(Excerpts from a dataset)
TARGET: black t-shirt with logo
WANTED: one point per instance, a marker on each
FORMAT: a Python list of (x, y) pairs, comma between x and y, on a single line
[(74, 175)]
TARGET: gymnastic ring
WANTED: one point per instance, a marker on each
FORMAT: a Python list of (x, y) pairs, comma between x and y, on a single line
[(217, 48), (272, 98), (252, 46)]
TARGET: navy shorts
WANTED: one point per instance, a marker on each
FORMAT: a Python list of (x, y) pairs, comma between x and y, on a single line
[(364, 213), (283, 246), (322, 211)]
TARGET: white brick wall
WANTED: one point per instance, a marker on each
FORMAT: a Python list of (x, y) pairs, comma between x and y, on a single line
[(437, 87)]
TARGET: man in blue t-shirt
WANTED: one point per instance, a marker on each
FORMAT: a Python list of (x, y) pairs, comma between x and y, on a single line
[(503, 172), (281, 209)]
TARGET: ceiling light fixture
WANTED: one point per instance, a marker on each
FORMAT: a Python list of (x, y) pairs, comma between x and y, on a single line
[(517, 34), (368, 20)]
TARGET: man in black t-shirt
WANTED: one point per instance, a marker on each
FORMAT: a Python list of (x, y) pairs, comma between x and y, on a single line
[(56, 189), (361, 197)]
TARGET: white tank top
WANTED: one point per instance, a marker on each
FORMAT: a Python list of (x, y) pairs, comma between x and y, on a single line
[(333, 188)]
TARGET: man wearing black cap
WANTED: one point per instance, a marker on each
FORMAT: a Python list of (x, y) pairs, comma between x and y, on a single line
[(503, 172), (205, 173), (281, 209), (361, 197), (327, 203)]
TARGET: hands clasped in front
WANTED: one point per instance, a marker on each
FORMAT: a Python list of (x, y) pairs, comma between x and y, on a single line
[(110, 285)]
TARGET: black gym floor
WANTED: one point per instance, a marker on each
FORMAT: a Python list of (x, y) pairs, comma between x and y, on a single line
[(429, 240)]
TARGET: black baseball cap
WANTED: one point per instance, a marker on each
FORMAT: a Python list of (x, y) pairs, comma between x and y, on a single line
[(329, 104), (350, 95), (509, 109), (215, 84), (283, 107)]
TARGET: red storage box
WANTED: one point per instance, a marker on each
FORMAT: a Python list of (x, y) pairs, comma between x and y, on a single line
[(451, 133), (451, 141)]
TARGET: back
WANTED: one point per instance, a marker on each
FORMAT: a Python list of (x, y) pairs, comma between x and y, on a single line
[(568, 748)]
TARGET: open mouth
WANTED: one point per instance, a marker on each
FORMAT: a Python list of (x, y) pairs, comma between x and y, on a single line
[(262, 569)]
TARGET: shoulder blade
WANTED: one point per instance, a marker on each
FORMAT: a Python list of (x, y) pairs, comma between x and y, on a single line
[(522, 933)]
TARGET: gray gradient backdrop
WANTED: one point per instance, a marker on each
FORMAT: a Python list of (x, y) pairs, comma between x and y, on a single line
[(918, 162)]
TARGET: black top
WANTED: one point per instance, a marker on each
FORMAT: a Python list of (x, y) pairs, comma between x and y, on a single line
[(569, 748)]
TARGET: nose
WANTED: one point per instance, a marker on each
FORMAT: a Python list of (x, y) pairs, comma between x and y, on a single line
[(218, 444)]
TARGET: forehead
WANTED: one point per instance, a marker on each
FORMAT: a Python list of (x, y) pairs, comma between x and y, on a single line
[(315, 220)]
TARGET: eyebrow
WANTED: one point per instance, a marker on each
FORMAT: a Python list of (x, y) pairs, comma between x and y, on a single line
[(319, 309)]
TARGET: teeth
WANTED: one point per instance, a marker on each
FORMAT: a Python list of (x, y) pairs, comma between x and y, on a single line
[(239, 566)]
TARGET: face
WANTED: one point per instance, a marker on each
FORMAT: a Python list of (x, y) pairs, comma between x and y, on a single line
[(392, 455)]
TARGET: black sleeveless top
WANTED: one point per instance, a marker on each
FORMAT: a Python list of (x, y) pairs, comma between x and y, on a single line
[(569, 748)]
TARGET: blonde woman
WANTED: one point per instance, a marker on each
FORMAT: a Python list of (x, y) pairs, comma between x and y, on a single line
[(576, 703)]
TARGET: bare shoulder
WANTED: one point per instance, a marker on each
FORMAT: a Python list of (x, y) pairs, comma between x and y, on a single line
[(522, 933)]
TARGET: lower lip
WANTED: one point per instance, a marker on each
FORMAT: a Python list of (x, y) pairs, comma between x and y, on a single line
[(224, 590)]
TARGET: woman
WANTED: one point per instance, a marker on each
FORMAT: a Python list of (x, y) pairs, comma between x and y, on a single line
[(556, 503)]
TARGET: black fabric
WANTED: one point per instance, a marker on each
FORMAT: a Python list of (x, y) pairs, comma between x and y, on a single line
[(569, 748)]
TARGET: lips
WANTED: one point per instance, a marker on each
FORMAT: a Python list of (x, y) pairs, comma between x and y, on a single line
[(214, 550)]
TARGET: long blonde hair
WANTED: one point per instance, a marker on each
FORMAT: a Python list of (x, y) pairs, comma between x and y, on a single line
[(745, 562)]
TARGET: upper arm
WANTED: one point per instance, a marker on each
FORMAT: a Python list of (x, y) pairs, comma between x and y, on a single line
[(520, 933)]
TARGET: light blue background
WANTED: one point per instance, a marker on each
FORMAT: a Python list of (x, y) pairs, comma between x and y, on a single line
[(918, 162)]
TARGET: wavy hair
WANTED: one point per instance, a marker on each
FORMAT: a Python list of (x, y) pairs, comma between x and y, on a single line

• [WHAT TO PRODUCE]: Please type the entries above out again exactly.

• [SOLUTION FOR THIS PROBLEM]:
TARGET: black t-shirt with logo
WANTED: one point per instance, a marker on each
FORMAT: a Python list of (x, y) pairs, comma between x and y, on a single line
[(74, 175)]
TARGET: gymnastic ring
WANTED: one point per instance, a marker on each
FORMAT: a Python list of (x, y) pairs, comma between x and y, on a single line
[(217, 48), (272, 98), (252, 46)]
TARGET: navy shorts
WANTED: one point per instance, a marker on each
FORMAT: a Python list of (x, y) pairs, comma between x and y, on a single line
[(364, 213), (283, 246), (322, 211)]
TARGET: white brick wall
WANTED: one point per instance, a marker on each
FORMAT: a Python list of (x, y) pairs, comma between x and y, on a single line
[(437, 87)]
TARGET: man in blue t-shirt
WANTED: one point per instance, a marker on each
FORMAT: a Python list of (x, y) pairs, comma between x and y, on a single line
[(503, 172), (281, 209)]
TARGET: ceiling light fixture
WANTED: one point per instance, a marker on each
FORMAT: a Python list of (x, y) pairs, comma between x and y, on a single line
[(517, 34), (368, 20)]
TARGET: man in black t-shirt
WANTED: one point per instance, a marker on each
FORMAT: a Python list of (x, y) pairs, comma between x and y, on a single line
[(56, 189), (361, 197)]
TARGET: white tank top
WANTED: one point per instance, a marker on each
FORMAT: a Python list of (x, y) pairs, comma between x and y, on a single line
[(333, 188)]
TARGET: man wearing black cap
WANTED: one point per instance, a marker on each
FORMAT: a Python list of (x, y) pairs, comma between x and y, on a single line
[(503, 172), (205, 173), (281, 209), (361, 197), (327, 203)]
TARGET: hands clasped in front
WANTED: one point per instance, a marker on each
FORMAT: a Python list of (x, y) pairs, comma between x and y, on a single line
[(110, 285)]
TARGET: black gym floor
WANTED: one point per instance, a marker on each
FORMAT: a Python list of (x, y) pairs, comma between x and y, on a single line
[(429, 240)]
TARGET: black baseball cap
WANTED: one point per instance, a marker on each
FORMAT: a Python list of (x, y) pairs, comma between x and y, on a single line
[(329, 104), (350, 95), (509, 109), (215, 84), (283, 107)]
TARGET: red storage box
WANTED: one point per instance, a marker on each
FORMAT: a Python list of (x, y) pairs, comma between x and y, on a single line
[(451, 133), (451, 141)]
TARGET: back
WANTED: one point per instance, a marker on each
FORMAT: a Python list of (x, y) pairs, comma between x and y, on a single line
[(568, 748)]
TARGET: open mouth
WANTED: one point per instance, a marker on each
FORMAT: a Python list of (x, y) pairs, comma between x and y, on a single line
[(262, 569)]
TARGET: shoulder blade
WANTED: one point per instance, a marker on each
FORMAT: a Python list of (x, y) pairs, comma between x and y, on a single line
[(522, 933)]
TARGET: gray gradient backdrop
WANTED: one point per instance, a marker on each
FORMAT: a Python list of (x, y) pairs, comma between x and y, on a single line
[(918, 162)]
TARGET: black top
WANTED: one point per instance, a marker on each
FORMAT: a Python list of (x, y) pairs, comma between x and y, on a single line
[(569, 748)]
TARGET: nose
WANTED: one point per instance, a marker on each
FORMAT: a Python list of (x, y) pairs, comma between x and y, on a single line
[(218, 444)]
TARGET: forehead
WANTED: one point per instance, a marker on each
FORMAT: a Python list of (x, y) pairs, comma between x and y, on a single line
[(315, 220)]
TARGET: eyebrow
WANTED: one point per instance, a marker on each
FORMAT: a Python list of (x, y) pairs, comma between x and y, on a single line
[(319, 309)]
TARGET: teeth
WANTED: one point per instance, a marker on each
FORMAT: a Python list of (x, y) pairs, comma between x and y, on a single line
[(239, 566)]
TARGET: face
WANTED: one point per instance, a marker on each
FORMAT: a Python list of (x, y) pairs, comma between x and y, on a single line
[(392, 455)]
TARGET: black sleeveless top
WANTED: one point per instance, a marker on each
FORMAT: a Python list of (x, y) pairs, comma between x and y, on a single line
[(569, 748)]
TARGET: blonde woman
WANTED: one point per instance, a marker on each
FORMAT: a Python list of (x, y) pairs, comma between x and y, on a single line
[(576, 703)]
TARGET: bare shoulder
WANTED: one point per instance, a marker on each
FORMAT: a Python list of (x, y) pairs, comma between x and y, on a single line
[(522, 933)]
TARGET: lower lip
WANTED: one point per instance, a marker on each
FORMAT: a Python list of (x, y) pairs, comma between x and y, on a single line
[(224, 590)]
TARGET: woman
WANTED: one point per instance, a marker on each
FORMAT: a Python list of (x, y) pairs, comma between x and y, on a single line
[(556, 503)]
TARGET: black fabric
WANTED: one point per instance, a marker on each
FORMAT: a Python list of (x, y) pairs, comma between x and y, on a single line
[(569, 748)]
TARGET: lips
WANTED: one point per instance, a marker on each
FORMAT: a Python list of (x, y) pairs, comma between x and y, on a single line
[(214, 550)]
TARGET: long blonde hair
WANTED: one point per instance, a marker on each
FORMAT: a Python list of (x, y) pairs, comma between x and y, on a single line
[(745, 562)]
TARGET: upper arm
WANTED: one point per instance, a marker on each
FORMAT: a Python list of (x, y) pairs, comma between x and y, on a single line
[(520, 933)]
TARGET: light blue background
WANTED: one point per instance, a marker on each
FORMAT: a Python list of (x, y) pairs, comma between x and y, on a single line
[(918, 162)]
TARGET: wavy hair
WANTED: one point per instance, a marker on each
FORMAT: a Python list of (x, y) pairs, comma between x and y, on a single line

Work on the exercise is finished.